Copy out all the entries exactly.

....

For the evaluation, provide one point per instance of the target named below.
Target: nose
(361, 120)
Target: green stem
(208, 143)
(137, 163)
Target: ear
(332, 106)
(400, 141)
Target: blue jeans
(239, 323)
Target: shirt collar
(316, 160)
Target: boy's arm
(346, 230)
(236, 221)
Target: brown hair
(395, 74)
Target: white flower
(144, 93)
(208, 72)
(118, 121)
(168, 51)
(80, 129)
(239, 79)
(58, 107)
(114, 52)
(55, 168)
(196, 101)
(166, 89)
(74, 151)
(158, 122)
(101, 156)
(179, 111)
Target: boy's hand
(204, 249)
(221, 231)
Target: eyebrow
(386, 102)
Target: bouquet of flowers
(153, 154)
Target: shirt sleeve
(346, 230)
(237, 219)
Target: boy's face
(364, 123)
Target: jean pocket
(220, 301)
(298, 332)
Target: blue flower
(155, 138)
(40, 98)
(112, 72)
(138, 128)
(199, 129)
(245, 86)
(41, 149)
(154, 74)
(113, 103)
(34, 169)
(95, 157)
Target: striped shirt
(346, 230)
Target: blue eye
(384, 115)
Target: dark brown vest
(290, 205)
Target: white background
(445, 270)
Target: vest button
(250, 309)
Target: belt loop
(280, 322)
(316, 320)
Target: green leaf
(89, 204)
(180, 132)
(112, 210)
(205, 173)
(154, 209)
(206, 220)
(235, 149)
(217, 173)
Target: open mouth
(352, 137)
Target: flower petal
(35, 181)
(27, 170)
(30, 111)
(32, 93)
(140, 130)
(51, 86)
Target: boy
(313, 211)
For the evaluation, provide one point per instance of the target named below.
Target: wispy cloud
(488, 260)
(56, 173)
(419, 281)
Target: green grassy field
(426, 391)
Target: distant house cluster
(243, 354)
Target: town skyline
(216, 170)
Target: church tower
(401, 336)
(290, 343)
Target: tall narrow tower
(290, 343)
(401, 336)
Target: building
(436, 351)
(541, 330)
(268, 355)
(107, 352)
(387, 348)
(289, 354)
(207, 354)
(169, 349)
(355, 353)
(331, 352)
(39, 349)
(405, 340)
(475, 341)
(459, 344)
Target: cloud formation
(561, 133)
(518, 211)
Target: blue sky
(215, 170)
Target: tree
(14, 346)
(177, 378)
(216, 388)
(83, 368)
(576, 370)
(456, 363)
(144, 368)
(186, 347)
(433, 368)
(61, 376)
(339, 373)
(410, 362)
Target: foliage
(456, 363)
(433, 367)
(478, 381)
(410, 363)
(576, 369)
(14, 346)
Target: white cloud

....

SOLUTION:
For the evaluation, provide one point per instance of the target named below.
Target: nose
(361, 120)
Target: green stem
(208, 143)
(137, 163)
Target: ear
(332, 106)
(400, 141)
Target: blue jeans
(239, 323)
Target: shirt collar
(316, 160)
Target: boy's arm
(346, 230)
(236, 221)
Target: brown hair
(395, 74)
Target: white flower
(144, 93)
(208, 72)
(118, 121)
(168, 51)
(80, 129)
(239, 79)
(58, 107)
(114, 52)
(55, 168)
(196, 101)
(166, 89)
(74, 151)
(158, 122)
(101, 156)
(179, 111)
Target: boy's hand
(204, 249)
(221, 231)
Target: eyebrow
(386, 102)
Target: bouquet of flowers
(153, 154)
Target: shirt sleeve
(346, 230)
(237, 219)
Target: boy's face
(364, 123)
Target: jean pocket
(220, 301)
(298, 332)
Target: blue flower
(155, 138)
(40, 98)
(112, 72)
(138, 128)
(199, 129)
(245, 86)
(41, 149)
(154, 74)
(113, 103)
(34, 169)
(95, 157)
Target: striped shirt
(346, 230)
Target: blue eye
(384, 115)
Target: dark brown vest
(290, 205)
Target: white background
(445, 270)
Target: vest button
(250, 309)
Target: belt loop
(280, 322)
(316, 320)
Target: green leaf
(89, 204)
(180, 132)
(112, 210)
(205, 173)
(154, 209)
(206, 220)
(235, 149)
(217, 173)
Target: open mouth
(352, 137)
Target: flower petal
(35, 181)
(27, 170)
(30, 111)
(32, 93)
(140, 130)
(51, 86)
Target: boy
(313, 211)
For the evaluation, provide one point per instance of the target named below.
Target: wispy cloud
(488, 260)
(56, 173)
(419, 281)
Target: green grassy field
(426, 391)
Target: distant house cluster
(243, 354)
Target: town skyline
(216, 170)
Target: church tower
(401, 336)
(290, 343)
Target: tall narrow tower
(290, 343)
(401, 336)
Target: building
(436, 351)
(541, 330)
(268, 355)
(107, 352)
(387, 348)
(289, 354)
(207, 354)
(169, 349)
(355, 353)
(331, 352)
(39, 349)
(405, 340)
(475, 341)
(459, 344)
Target: cloud formation
(561, 133)
(518, 211)
Target: blue sky
(215, 170)
Target: tree
(14, 346)
(177, 378)
(216, 388)
(83, 368)
(576, 370)
(456, 363)
(144, 368)
(186, 347)
(433, 368)
(61, 376)
(339, 373)
(410, 362)
Target: foliage
(456, 363)
(433, 367)
(478, 381)
(410, 363)
(576, 369)
(14, 346)
Target: white cloud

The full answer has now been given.